▸ **Your goal**
From the listing below, extract each line containing the string "Target".

▸ **Raw data**
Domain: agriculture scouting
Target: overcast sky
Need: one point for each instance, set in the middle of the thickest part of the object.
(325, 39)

* * *

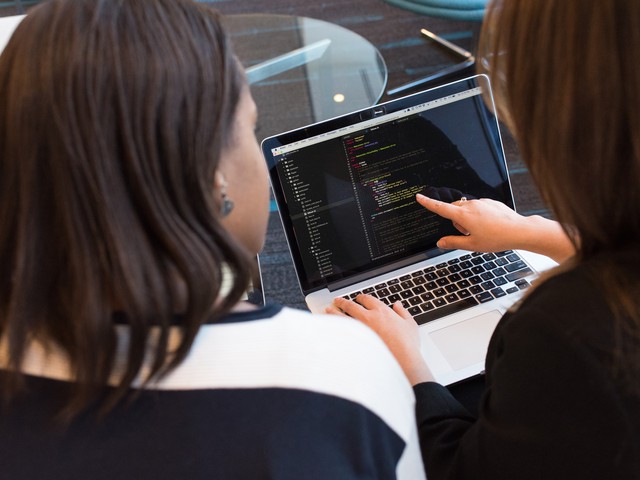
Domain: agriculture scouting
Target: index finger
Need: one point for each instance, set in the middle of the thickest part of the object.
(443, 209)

▸ **Task output**
Target: overcast sky
Target: index finger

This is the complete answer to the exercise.